GOAL |
Print the forum post on reading a large file in pieces word for word, from "Re: [R] Reading" to "where they are.".

DOCUMENT |
****************
Re: [R] Reading in large file in pieces

From: Prof Brian Ripley <ripley_at_stats.ox.ac.uk>
Date: Fri 23 Dec 2005 - 18:41:10 EST

On Thu, 22 Dec 2005, Sean Davis wrote:

> I have a large file (millions of lines) and would like to read it in pieces.
> The file is logically separated into little modules, but these modules do
> not have a common size, so I have to scan the file to know where they are.
> They are independent, so I don't have to read one at the end to interpret
> one at the beginning. Is there a way to read one line at a time and parse
> it on the fly and do so quickly, or do I need to read say 100k lines at a
> time and then work with those? Only a small piece of each module will
> remain in memory after parsing is completed on each module.
>
> My direct question is: Is there a fast way to parse one line at a time
> looking for breaks between "modules", or am I better off taking large but
> manageable chunks from the file and parsing that chunk all at once?
****************
DATA SHOWN |

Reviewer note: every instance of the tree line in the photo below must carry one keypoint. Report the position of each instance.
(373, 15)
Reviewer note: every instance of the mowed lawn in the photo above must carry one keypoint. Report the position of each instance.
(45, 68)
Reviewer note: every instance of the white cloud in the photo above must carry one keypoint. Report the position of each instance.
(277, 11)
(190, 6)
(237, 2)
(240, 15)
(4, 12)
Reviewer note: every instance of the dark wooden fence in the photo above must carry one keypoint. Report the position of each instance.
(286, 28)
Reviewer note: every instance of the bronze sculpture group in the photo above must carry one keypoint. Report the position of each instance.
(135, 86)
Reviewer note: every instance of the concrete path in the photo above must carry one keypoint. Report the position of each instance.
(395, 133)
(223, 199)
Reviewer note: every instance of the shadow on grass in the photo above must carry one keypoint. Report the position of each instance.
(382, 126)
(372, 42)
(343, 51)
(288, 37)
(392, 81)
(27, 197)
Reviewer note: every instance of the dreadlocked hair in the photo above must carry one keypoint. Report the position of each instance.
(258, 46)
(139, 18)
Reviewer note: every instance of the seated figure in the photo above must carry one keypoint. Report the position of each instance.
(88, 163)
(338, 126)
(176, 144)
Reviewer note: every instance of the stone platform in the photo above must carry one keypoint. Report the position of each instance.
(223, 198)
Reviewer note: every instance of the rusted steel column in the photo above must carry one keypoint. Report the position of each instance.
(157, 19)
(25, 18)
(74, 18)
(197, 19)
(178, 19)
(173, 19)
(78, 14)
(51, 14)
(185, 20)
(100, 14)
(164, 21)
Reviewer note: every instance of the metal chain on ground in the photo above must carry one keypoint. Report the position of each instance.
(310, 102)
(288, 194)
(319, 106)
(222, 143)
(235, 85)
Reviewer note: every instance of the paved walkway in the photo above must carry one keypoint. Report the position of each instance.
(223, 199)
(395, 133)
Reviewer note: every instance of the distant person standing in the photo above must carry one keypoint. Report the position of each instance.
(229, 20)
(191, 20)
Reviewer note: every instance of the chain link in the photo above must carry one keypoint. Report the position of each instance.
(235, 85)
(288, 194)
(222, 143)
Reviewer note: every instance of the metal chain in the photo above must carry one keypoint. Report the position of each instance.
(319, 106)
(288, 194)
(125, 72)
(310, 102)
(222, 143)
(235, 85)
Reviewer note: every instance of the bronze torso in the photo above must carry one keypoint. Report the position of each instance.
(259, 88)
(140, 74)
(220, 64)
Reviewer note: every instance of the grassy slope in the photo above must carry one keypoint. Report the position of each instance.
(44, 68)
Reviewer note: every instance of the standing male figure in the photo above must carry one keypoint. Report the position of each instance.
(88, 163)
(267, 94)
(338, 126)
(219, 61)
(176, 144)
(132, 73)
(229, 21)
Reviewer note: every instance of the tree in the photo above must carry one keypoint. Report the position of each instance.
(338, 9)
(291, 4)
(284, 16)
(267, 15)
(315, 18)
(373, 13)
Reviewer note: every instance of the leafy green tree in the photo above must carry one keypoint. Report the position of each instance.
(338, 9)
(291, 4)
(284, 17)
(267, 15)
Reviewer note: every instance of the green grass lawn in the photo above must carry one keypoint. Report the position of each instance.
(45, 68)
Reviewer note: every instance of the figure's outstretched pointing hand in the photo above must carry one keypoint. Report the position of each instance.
****************
TASK OUTPUT |
Re: [R] Reading in large file in pieces

From: Prof Brian Ripley <ripley_at_stats.ox.ac.uk>
Date: Fri 23 Dec 2005 - 18:41:10 EST

On Thu, 22 Dec 2005, Sean Davis wrote:

> I have a large file (millions of lines) and would like to read it in pieces.
> The file is logically separated into little modules, but these modules do
> not have a common size, so I have to scan the file to know where they are.